* [EXTRACT TO READ]
What is a Risk Assessment?


Ever wondered what a risk assessment is? Ever been confused by all the seemingly overwhelming terms and definitions? Well, welcome my friend to techtalksbynoah.com, and this post on risk assessments. In this post, I will detail what a risk assessment is, the different types of risk assessments, and how risk assessments are used in the real world.

What is risk management?

Risk management is a process of identifying and evaluating risk to bring the risk level associated with business assets and practices to a level that is within a company’s risk tolerance (or risk appetite). Risk management is done through a series of documents such as a risk assessment, vulnerability assessment, business continuity plan, disaster recovery plan, etc. While this article focuses specifically on risk assessments, know that there is far more to the risk management process as a whole than just a risk assessment.

What is a risk assessment?

A risk assessment is a document procured by the information technology team, addressing the risks, vulnerabilities, and threats to an asset or business function as well as a quantitative and/or qualitative determination of the impacts to critical business infrastructure and functions should those threats be realized. Risk assessments are a vital part of any risk management process and should only be completed with the full support of senior management. Without the support of senior management any risk assessment, no matter how detailed, is doomed to fail.

There are two main types of risk assessments, qualitative and quantitative. The easiest way to discern between the two is that qualitative risk assessments are more of expert opinion and quantitative risk assessments typically have a dollar value attached to them. A good resource for more detail is the NIST SP 800-30.

Qualitative Risk Assessments

Qualitative risk assessments are based on expert opinion and assigned an arbitrary scale in cooperation with those subject matter experts. A qualitative risk assessment is typically conducted in conjunction with a quantitative risk assessment as qualitative risk assessments do not provide an objective dollar value, but rather a subjective evaluation. A team of subject matter experts will gather together and review the results of the most recent vulnerability assessment. Together, these professionals set a scale (typically consisting of the values low, medium, and high) by typically using a format such as the Delphi method. Once a scale has been established, the group then decides the level of risk associated with different assets and business functions.

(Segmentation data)
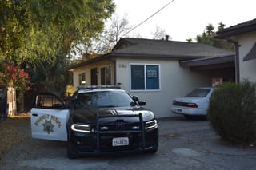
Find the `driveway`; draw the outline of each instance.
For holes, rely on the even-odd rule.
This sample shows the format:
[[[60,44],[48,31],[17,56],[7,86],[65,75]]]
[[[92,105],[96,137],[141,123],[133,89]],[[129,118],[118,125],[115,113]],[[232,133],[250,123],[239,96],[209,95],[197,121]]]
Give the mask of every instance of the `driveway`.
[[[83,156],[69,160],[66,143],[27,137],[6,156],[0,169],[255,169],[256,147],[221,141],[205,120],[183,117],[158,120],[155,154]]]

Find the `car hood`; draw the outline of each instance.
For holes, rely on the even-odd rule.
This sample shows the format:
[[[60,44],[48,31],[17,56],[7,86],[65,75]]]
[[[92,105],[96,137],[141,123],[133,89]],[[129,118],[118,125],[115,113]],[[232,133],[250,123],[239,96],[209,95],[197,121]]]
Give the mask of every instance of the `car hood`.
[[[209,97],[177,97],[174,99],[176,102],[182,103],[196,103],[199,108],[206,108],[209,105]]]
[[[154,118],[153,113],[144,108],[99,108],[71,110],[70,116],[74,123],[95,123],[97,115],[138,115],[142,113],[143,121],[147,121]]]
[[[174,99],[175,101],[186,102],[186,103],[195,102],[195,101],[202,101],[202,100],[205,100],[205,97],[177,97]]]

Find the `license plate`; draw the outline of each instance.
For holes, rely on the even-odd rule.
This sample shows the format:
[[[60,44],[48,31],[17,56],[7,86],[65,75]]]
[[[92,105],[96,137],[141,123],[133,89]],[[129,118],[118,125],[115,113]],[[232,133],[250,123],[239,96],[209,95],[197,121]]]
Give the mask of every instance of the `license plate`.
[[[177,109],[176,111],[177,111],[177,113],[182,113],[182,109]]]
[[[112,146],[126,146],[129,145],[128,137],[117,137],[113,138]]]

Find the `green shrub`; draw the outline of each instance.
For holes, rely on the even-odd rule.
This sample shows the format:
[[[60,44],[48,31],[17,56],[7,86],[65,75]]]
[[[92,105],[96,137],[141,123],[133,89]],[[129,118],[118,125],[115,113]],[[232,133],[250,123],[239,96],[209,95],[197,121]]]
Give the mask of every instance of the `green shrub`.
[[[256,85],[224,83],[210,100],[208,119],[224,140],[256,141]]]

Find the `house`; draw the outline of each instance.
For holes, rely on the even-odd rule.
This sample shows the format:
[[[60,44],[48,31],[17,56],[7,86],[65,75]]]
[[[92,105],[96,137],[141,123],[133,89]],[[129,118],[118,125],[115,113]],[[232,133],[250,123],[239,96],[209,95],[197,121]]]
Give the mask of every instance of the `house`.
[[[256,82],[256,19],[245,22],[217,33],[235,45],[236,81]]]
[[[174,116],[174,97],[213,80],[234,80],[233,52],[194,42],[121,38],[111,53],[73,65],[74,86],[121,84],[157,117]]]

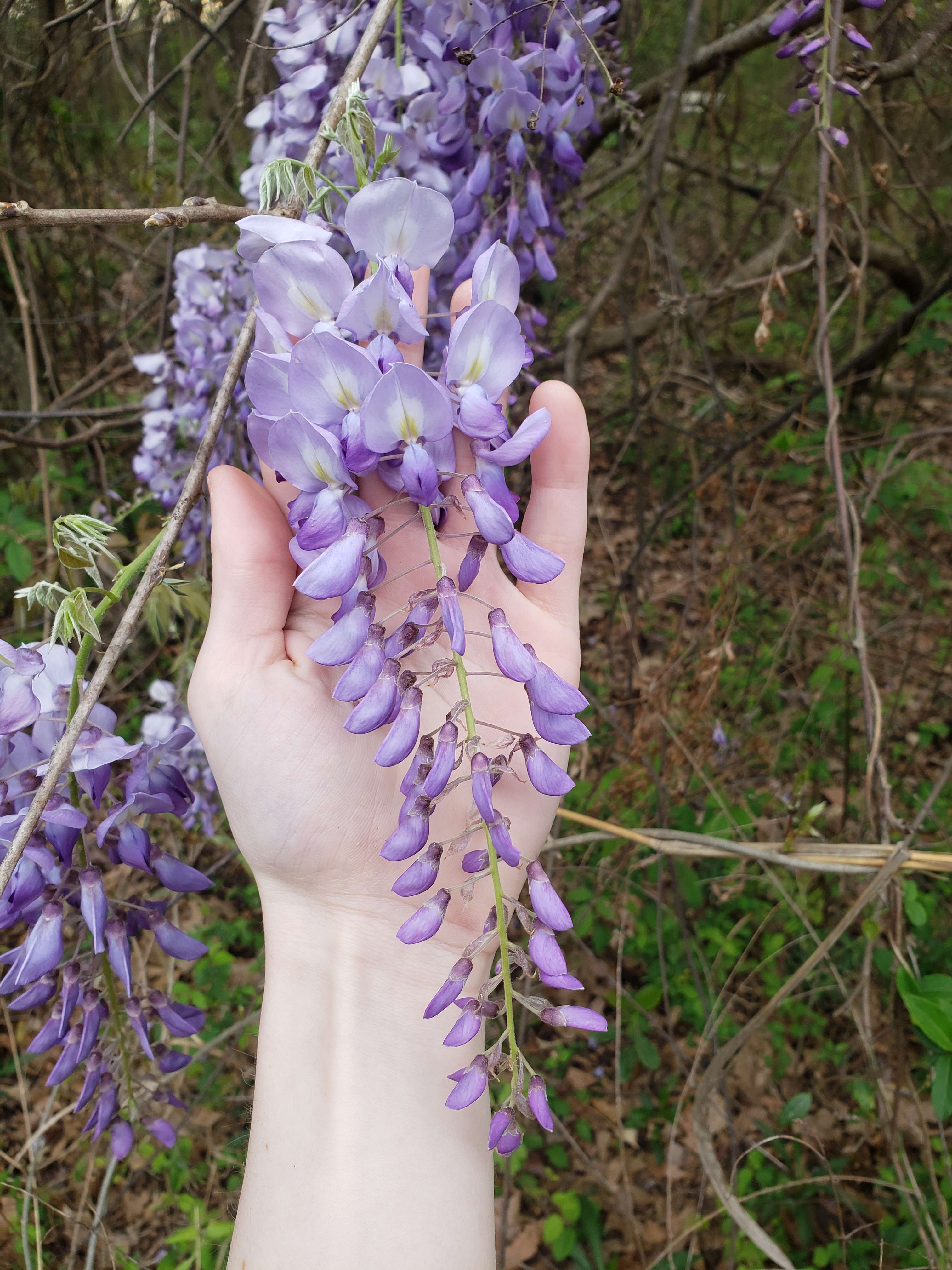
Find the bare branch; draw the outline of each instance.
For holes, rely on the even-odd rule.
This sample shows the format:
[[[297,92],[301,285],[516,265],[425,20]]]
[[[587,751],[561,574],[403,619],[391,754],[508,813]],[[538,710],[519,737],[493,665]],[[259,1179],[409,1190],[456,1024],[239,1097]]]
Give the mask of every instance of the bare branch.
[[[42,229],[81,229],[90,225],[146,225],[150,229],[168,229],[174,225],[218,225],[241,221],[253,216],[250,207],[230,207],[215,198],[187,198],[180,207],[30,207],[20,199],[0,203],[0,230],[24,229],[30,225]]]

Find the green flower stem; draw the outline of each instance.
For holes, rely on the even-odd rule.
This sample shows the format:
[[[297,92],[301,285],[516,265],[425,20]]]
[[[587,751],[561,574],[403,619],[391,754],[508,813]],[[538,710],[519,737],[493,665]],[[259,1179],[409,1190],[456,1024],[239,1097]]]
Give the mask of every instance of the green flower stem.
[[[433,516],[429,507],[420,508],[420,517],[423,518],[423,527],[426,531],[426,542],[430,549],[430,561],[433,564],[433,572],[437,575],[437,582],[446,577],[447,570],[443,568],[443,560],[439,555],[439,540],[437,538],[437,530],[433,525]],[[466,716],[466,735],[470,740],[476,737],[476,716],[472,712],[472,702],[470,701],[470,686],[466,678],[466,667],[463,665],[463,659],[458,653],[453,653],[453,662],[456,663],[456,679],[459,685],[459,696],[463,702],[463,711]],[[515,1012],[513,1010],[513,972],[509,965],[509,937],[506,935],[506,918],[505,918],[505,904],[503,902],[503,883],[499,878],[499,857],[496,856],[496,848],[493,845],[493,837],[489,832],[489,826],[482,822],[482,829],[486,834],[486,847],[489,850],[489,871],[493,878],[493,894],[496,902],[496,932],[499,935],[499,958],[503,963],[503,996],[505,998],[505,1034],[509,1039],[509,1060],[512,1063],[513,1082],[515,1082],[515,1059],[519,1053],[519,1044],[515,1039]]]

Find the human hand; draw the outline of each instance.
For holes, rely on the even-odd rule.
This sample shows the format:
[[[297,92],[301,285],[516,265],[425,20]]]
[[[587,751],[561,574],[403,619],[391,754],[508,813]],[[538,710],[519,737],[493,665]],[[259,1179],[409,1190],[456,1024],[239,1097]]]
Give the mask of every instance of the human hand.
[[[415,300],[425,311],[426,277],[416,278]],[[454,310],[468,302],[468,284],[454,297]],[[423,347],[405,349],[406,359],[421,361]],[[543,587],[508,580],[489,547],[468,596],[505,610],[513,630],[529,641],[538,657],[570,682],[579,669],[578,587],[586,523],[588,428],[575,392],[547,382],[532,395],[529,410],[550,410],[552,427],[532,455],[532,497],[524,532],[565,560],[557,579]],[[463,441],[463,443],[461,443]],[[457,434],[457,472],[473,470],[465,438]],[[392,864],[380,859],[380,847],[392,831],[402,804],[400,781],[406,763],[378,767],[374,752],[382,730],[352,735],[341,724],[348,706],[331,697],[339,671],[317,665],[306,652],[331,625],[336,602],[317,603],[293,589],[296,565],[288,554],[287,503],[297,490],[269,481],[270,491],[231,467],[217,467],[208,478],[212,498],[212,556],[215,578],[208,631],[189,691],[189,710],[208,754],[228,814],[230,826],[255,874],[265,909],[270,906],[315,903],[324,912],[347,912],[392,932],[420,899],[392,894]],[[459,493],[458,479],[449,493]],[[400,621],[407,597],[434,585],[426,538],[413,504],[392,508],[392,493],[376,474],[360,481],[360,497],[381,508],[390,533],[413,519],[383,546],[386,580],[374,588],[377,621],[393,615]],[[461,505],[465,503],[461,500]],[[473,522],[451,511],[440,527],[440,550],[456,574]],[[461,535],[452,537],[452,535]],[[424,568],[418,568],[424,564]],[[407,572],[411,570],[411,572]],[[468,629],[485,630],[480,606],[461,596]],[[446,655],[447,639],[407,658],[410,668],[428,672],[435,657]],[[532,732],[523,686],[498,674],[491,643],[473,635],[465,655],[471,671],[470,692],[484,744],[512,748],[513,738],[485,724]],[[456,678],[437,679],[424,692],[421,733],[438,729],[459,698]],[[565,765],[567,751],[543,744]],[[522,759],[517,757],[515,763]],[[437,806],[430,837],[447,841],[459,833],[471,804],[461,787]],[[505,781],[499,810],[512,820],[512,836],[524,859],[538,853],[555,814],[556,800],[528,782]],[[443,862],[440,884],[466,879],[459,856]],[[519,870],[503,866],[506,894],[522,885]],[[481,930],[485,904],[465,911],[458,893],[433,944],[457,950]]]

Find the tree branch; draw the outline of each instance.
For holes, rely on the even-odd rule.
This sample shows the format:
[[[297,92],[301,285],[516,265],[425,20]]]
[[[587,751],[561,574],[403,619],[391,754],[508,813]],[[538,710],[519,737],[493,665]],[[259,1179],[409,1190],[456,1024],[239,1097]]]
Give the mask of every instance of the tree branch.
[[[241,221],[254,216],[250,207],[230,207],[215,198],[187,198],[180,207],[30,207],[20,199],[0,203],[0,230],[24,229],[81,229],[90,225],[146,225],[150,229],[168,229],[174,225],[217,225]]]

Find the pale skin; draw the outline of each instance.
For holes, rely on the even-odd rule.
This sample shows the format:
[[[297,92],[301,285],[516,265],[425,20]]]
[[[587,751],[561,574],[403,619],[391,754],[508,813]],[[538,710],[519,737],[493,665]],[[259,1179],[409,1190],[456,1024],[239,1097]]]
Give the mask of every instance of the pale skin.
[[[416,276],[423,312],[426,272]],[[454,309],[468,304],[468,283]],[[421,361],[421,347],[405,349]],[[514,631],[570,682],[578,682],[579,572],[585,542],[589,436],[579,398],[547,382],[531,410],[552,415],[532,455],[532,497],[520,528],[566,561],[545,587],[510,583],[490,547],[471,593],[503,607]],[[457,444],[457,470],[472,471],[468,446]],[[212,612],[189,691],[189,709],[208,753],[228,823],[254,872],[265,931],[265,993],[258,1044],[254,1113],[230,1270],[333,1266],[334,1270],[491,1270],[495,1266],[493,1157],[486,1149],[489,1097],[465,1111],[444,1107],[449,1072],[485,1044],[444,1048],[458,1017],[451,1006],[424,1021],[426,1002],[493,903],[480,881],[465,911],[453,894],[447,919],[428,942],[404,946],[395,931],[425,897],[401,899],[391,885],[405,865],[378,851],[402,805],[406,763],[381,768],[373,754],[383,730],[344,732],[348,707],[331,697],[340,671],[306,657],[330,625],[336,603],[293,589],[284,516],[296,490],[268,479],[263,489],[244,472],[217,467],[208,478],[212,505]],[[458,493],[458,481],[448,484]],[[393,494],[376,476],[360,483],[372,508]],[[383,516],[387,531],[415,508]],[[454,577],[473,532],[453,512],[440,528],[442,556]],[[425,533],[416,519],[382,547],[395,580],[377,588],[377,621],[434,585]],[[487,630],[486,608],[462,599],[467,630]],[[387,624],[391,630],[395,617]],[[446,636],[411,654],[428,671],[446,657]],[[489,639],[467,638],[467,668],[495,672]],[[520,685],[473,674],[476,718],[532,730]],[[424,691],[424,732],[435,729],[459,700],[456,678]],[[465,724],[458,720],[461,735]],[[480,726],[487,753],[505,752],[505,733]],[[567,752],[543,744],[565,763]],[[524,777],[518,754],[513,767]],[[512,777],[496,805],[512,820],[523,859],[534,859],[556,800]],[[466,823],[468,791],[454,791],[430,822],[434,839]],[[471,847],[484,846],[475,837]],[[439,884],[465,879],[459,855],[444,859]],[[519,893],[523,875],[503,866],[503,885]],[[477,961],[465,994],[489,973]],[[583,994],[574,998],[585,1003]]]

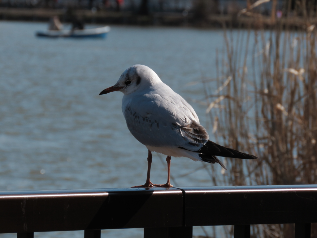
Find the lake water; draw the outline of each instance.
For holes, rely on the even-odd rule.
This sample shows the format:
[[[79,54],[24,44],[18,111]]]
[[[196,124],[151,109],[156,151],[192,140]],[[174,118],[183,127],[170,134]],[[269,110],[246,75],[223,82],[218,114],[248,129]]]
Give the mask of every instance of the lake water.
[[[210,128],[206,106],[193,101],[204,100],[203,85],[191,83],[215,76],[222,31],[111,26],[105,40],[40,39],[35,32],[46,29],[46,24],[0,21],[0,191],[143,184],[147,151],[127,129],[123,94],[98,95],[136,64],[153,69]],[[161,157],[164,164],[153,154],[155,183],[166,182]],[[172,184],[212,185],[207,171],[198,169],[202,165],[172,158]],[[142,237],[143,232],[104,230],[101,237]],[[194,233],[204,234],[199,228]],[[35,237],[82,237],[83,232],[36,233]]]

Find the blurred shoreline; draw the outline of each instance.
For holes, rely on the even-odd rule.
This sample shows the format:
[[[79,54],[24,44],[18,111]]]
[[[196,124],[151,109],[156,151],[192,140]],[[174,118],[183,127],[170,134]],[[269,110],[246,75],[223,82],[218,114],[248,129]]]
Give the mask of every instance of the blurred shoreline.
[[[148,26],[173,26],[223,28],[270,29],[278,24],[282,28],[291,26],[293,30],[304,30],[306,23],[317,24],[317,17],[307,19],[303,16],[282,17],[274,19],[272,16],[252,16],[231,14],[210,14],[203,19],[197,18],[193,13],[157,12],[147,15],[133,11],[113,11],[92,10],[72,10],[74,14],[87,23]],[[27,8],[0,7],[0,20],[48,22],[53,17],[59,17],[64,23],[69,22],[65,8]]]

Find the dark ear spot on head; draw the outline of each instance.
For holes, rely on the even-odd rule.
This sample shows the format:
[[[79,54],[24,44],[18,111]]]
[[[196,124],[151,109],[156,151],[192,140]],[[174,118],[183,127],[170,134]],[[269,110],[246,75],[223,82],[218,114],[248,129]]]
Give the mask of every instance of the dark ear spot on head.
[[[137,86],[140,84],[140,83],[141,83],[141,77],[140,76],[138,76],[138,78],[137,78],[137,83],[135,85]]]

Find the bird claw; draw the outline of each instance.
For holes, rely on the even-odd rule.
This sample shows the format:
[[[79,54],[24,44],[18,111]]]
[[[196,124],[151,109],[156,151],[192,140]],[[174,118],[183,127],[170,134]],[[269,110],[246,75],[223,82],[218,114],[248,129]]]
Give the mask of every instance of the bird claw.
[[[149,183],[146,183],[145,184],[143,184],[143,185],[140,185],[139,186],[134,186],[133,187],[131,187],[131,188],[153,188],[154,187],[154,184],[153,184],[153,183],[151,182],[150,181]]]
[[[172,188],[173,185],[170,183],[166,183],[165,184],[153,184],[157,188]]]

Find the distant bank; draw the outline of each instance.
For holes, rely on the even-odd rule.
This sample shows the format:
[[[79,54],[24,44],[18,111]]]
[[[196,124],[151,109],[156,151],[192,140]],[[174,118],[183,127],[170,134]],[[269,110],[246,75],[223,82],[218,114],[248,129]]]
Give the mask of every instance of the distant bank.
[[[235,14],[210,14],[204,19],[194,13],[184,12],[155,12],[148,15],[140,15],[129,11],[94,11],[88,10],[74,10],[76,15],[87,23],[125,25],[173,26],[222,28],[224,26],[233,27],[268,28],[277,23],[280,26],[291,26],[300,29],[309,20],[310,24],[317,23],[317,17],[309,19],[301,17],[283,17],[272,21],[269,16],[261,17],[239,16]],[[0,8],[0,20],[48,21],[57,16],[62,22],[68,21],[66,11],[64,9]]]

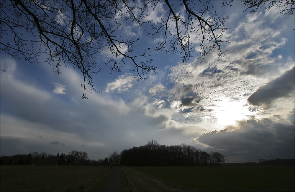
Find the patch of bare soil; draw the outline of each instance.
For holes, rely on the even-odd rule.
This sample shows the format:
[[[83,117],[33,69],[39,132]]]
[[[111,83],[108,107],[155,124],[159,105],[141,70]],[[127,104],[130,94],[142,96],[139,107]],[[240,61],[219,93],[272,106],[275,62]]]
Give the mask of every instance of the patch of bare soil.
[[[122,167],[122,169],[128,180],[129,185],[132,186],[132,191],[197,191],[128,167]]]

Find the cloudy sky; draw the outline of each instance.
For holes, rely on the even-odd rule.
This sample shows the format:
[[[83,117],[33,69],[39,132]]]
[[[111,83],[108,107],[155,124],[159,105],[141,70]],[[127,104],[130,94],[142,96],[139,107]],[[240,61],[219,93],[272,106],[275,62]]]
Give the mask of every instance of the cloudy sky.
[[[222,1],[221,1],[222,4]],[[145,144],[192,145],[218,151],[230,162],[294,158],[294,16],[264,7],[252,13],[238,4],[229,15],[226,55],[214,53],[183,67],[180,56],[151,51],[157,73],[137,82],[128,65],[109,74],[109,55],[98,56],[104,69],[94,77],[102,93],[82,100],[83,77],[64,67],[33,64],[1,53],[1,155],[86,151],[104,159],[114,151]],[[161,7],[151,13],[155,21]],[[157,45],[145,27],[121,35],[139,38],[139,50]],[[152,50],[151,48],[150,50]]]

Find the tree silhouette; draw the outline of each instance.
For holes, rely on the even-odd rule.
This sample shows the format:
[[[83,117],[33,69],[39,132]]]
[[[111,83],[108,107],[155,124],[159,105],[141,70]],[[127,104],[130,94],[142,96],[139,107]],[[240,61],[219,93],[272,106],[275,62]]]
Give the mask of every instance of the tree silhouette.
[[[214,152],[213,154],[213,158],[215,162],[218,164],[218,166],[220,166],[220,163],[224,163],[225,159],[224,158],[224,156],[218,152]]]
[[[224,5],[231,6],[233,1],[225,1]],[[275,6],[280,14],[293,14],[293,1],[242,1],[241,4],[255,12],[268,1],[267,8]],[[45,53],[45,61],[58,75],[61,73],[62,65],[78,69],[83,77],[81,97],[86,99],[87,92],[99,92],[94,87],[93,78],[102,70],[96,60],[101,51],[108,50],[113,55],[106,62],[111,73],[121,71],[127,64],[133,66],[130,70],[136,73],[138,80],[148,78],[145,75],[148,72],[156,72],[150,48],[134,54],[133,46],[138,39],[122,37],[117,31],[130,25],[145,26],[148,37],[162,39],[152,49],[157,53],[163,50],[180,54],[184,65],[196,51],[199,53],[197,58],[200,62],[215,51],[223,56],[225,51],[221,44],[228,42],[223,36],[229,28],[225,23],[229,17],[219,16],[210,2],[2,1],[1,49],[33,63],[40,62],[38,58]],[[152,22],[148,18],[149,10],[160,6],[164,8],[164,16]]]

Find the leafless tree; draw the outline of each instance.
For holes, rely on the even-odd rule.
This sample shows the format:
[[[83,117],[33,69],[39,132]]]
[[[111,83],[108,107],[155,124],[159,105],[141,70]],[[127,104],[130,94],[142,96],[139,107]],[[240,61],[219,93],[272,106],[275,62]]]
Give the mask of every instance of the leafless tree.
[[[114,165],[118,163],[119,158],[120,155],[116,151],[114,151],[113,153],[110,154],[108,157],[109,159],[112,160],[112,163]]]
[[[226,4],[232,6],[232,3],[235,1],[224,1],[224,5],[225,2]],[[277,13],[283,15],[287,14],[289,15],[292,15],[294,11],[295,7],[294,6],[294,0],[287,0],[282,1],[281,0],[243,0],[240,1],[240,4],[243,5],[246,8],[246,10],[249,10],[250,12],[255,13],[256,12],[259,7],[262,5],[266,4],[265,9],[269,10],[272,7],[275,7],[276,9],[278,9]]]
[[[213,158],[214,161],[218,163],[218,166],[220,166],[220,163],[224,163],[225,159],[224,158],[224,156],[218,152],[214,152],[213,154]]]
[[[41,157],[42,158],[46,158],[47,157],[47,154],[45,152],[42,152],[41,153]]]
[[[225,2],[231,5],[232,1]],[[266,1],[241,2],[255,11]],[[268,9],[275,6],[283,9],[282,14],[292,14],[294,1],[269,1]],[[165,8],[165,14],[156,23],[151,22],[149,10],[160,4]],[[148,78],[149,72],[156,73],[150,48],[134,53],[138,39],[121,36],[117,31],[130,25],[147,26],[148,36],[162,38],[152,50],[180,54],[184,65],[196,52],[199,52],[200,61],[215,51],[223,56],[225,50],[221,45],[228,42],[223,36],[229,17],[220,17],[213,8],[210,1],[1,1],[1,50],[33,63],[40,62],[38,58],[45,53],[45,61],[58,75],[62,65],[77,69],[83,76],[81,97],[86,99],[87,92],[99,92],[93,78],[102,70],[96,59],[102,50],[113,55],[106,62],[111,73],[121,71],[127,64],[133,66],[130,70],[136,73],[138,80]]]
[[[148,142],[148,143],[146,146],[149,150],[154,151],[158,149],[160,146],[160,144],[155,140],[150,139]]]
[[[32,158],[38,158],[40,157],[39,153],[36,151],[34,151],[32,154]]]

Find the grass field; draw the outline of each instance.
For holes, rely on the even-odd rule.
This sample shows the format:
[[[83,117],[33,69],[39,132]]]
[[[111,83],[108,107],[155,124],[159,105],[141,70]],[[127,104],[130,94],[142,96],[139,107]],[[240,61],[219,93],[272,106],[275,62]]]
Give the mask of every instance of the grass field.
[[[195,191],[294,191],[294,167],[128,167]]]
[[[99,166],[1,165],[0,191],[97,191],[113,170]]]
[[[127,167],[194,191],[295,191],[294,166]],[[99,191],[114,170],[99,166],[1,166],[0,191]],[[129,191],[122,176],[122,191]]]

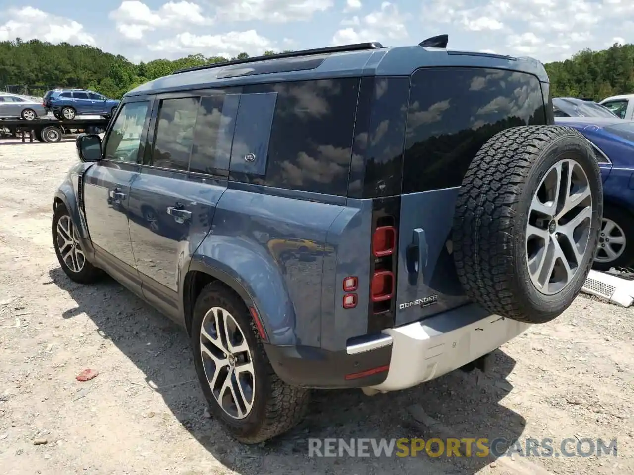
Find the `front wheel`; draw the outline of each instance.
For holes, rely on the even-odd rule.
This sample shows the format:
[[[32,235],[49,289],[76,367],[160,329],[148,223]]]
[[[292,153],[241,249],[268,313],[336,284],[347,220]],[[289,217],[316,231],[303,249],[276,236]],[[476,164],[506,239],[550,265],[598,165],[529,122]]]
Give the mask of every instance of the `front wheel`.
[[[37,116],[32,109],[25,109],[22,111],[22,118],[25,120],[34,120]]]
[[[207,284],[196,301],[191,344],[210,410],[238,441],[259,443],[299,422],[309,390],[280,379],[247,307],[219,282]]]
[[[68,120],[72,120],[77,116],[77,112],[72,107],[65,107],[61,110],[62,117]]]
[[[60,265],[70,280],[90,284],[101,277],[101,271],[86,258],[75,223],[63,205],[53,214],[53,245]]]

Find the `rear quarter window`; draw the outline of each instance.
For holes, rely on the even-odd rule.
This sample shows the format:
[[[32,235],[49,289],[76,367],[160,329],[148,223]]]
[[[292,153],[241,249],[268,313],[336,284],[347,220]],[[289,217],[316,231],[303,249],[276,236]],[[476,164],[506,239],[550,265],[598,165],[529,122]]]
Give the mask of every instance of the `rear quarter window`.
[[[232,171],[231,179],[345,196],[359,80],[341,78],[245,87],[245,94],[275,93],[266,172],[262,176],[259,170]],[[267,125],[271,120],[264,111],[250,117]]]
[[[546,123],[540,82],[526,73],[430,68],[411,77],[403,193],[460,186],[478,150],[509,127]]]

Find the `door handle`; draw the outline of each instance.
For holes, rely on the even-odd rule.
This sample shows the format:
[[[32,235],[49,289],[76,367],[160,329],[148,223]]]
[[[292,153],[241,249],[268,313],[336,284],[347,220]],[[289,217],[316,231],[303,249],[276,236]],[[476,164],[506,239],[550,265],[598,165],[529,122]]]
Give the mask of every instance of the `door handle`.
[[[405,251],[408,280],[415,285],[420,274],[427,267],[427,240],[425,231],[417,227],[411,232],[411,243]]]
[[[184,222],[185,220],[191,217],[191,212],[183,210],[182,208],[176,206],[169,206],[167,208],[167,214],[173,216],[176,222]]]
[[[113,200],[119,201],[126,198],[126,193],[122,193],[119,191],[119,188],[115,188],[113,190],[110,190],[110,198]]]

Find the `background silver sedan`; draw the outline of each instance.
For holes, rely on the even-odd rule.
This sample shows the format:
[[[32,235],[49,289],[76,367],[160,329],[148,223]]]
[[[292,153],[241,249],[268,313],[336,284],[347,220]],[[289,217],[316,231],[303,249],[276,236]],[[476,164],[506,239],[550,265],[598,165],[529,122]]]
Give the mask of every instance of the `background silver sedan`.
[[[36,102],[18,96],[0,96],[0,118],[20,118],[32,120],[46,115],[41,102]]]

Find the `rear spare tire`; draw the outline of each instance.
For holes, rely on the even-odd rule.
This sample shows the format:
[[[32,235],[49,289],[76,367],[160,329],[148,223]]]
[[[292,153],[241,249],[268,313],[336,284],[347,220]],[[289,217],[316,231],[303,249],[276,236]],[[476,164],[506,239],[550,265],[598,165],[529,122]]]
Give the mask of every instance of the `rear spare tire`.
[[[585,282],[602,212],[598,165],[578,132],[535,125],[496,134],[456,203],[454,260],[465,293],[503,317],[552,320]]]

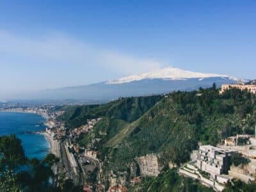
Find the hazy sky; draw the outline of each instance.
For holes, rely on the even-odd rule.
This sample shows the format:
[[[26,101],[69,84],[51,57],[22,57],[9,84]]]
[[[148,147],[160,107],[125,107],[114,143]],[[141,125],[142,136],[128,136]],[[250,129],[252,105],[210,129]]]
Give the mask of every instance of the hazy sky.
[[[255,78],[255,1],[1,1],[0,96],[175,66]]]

* [TASK TO CARRY OUT]
Copy out the entire text on risk assessments word for word. The records were taken from a different source than the text.

* [EXERCISE SOLUTION]
What is a Risk Assessment?


Ever wondered what a risk assessment is? Ever been confused by all the seemingly overwhelming terms and definitions? Well, welcome my friend to techtalksbynoah.com, and this post on risk assessments. In this post, I will detail what a risk assessment is, the different types of risk assessments, and how risk assessments are used in the real world.

What is risk management?

Risk management is a process of identifying and evaluating risk to bring the risk level associated with business assets and practices to a level that is within a company’s risk tolerance (or risk appetite). Risk management is done through a series of documents such as a risk assessment, vulnerability assessment, business continuity plan, disaster recovery plan, etc. While this article focuses specifically on risk assessments, know that there is far more to the risk management process as a whole than just a risk assessment.

What is a risk assessment?

A risk assessment is a document procured by the information technology team, addressing the risks, vulnerabilities, and threats to an asset or business function as well as a quantitative and/or qualitative determination of the impacts to critical business infrastructure and functions should those threats be realized. Risk assessments are a vital part of any risk management process and should only be completed with the full support of senior management. Without the support of senior management any risk assessment, no matter how detailed, is doomed to fail.

There are two main types of risk assessments, qualitative and quantitative. The easiest way to discern between the two is that qualitative risk assessments are more of expert opinion and quantitative risk assessments typically have a dollar value attached to them. A good resource for more detail is the NIST SP 800-30.

Qualitative Risk Assessments

Qualitative risk assessments are based on expert opinion and assigned an arbitrary scale in cooperation with those subject matter experts. A qualitative risk assessment is typically conducted in conjunction with a quantitative risk assessment as qualitative risk assessments do not provide an objective dollar value, but rather a subjective evaluation. A team of subject matter experts will gather together and review the results of the most recent vulnerability assessment. Together, these professionals set a scale (typically consisting of the values low, medium, and high) by typically using a format such as the Delphi method. Once a scale has been established, the group then decides the level of risk associated with different assets and business functions.